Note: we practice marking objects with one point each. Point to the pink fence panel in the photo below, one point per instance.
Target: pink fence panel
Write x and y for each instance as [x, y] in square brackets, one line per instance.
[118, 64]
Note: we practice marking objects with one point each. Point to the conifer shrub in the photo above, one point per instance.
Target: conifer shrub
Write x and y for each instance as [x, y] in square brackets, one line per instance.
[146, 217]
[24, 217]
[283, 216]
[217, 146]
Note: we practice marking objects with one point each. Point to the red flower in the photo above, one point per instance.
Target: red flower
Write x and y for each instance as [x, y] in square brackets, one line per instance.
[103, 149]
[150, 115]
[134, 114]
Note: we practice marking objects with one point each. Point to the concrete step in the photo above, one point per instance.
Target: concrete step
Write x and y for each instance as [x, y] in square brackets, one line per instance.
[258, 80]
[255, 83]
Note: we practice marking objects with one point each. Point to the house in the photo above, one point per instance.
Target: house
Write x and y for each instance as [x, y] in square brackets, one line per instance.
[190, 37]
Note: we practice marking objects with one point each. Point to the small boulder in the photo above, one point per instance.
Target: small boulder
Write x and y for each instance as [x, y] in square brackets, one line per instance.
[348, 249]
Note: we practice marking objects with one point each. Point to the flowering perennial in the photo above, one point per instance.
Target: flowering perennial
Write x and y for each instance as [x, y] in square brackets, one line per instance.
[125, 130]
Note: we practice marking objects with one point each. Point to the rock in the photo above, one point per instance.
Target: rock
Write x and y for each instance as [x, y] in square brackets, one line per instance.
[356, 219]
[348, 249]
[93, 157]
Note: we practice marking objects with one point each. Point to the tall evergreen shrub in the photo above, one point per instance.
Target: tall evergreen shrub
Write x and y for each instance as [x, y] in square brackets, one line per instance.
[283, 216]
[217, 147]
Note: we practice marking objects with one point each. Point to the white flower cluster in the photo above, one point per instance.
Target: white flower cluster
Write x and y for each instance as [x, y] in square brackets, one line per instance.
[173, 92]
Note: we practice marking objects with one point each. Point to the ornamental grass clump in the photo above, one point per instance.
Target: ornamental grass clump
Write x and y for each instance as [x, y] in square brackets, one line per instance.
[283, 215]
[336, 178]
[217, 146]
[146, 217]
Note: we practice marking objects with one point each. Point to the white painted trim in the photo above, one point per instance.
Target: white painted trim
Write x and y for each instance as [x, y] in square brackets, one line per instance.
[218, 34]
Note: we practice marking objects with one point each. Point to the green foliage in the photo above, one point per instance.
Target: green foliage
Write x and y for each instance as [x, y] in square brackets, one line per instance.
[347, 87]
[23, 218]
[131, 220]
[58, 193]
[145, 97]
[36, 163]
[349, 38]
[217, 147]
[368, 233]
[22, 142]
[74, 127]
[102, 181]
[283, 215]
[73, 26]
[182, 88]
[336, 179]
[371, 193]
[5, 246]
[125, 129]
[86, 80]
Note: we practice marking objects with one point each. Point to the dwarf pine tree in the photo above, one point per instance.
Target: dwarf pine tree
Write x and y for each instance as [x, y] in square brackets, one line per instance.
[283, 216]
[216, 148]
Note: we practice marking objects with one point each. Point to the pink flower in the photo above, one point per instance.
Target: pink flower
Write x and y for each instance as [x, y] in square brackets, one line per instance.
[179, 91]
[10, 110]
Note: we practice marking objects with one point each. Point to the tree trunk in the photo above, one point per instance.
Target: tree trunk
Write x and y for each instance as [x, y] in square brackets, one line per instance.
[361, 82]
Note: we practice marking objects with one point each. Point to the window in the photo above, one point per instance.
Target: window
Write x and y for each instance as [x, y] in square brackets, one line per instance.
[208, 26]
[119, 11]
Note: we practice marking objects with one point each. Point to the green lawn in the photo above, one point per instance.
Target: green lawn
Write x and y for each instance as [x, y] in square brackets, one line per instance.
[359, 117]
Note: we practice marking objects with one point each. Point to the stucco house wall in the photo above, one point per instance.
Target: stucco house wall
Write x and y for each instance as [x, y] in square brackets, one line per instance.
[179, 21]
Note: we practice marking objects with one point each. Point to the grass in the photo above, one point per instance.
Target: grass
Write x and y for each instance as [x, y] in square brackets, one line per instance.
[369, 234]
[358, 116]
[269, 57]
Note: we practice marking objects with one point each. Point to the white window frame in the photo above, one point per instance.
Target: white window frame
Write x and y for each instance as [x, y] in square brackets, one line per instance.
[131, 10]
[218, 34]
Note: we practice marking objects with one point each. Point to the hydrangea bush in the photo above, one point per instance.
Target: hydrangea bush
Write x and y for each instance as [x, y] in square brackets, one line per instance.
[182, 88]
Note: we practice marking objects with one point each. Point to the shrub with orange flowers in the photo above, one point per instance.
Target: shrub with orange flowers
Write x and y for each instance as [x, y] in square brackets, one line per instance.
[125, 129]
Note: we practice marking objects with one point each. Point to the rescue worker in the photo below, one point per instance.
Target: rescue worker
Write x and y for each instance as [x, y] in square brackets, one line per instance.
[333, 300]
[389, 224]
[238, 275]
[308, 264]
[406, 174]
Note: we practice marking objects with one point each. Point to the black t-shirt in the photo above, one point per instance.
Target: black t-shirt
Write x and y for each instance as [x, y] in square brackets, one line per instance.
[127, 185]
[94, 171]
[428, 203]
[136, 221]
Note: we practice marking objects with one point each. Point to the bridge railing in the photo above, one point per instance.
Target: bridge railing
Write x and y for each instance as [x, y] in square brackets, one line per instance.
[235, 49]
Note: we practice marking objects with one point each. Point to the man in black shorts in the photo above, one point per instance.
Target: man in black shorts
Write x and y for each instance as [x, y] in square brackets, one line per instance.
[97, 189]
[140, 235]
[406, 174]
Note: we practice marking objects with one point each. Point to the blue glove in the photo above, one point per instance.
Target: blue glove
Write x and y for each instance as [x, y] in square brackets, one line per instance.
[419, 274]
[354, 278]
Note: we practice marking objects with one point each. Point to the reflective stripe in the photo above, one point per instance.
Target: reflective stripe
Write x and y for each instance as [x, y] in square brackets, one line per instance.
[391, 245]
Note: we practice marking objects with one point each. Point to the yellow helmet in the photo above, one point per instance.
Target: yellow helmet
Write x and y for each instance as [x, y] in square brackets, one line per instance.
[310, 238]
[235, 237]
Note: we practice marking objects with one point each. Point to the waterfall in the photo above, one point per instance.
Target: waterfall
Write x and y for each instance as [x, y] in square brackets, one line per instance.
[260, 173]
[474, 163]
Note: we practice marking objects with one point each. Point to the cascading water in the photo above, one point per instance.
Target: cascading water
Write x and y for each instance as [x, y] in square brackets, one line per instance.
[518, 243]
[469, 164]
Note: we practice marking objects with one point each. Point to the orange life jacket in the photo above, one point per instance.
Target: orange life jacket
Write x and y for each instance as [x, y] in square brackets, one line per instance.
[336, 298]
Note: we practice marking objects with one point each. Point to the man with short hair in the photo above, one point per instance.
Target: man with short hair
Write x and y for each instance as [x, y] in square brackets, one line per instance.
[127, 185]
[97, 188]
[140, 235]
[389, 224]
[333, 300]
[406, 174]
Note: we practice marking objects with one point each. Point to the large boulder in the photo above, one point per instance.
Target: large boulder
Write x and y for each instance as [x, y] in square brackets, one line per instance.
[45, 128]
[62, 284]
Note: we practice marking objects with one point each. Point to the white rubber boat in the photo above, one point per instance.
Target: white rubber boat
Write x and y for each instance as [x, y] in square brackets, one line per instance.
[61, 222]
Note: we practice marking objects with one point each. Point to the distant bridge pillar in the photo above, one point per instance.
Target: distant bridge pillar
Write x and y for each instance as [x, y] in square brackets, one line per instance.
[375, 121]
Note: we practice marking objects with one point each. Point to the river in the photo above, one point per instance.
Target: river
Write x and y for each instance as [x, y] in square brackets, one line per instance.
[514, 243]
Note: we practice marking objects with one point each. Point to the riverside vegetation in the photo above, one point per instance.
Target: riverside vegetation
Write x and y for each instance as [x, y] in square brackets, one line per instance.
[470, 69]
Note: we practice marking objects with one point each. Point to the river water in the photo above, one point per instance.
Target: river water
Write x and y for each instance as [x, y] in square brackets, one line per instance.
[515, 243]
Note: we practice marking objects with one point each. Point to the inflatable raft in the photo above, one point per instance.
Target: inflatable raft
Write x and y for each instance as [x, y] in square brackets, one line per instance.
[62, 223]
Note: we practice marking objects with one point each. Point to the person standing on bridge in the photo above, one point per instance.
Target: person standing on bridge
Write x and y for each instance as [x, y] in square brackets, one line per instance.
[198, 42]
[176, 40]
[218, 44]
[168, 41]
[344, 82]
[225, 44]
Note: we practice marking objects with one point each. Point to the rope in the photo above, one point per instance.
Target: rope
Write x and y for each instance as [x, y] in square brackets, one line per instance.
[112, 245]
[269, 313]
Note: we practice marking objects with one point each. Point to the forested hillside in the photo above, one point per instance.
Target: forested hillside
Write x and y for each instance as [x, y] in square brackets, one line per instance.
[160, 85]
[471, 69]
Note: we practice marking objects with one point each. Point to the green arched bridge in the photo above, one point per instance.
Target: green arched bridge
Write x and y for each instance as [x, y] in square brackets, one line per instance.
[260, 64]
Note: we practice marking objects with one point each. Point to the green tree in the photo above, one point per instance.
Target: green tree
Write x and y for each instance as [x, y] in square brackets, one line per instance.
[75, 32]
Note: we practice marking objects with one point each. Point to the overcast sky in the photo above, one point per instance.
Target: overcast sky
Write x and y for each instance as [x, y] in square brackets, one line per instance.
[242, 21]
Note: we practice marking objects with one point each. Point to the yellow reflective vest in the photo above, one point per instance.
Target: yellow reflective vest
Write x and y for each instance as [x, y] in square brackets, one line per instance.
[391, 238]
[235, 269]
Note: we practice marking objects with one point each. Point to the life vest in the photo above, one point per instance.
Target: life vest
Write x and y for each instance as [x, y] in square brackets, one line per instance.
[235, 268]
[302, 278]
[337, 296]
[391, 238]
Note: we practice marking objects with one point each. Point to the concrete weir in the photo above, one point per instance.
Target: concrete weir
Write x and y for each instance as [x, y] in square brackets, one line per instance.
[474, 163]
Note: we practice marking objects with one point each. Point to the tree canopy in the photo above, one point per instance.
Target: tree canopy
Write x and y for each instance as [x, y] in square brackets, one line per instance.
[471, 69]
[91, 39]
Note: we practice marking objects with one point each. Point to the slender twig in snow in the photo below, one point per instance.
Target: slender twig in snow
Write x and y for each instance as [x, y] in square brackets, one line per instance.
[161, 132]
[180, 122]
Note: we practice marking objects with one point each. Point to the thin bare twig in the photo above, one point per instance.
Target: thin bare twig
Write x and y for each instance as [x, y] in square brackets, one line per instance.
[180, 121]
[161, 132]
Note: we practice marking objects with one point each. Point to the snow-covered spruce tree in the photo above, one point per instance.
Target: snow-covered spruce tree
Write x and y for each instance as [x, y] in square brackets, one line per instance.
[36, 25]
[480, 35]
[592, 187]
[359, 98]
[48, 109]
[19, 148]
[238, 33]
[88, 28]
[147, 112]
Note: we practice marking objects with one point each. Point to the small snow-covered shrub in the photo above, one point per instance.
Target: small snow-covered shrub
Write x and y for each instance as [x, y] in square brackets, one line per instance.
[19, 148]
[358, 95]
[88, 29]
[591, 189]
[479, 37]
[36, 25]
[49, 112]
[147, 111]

______

#### BRIEF
Can you quote exactly the lines from the one containing "to the slender" through the last line of the records above, and nothing else?

#### OUTPUT FOR THIS TASK
Note: we practice marking objects with one point each. Point to the slender twig in snow in the photo below, one point per instance.
Target: slender twig in snow
Write x and y for each instance as [x, y] in square brackets, one line per instance.
[161, 132]
[180, 122]
Note: we practice marking objects with one point each. Point to the thin bare twig in the photo above, one point per instance.
Target: thin bare twig
Write x and y for each instance as [x, y] in square brackets, one line per instance.
[180, 121]
[161, 132]
Note: we practice marking objects with one point each. Point to the snow-covered spruce tree in the photo above, one point per instance.
Target: snow-covered spruce tree
Write x and y for each instance as [x, y] in square brackets, one line per instance.
[36, 25]
[480, 35]
[592, 187]
[359, 98]
[48, 109]
[19, 148]
[238, 33]
[88, 28]
[147, 112]
Note: we practice marking objects with one point each. Point to the small snow-covered shrub in the photo above, one point per instance.
Target: small snow-covered shrub
Write x and y for each instance as [x, y] in square brackets, one line per instance.
[19, 148]
[358, 95]
[88, 29]
[591, 189]
[479, 37]
[36, 25]
[49, 112]
[147, 111]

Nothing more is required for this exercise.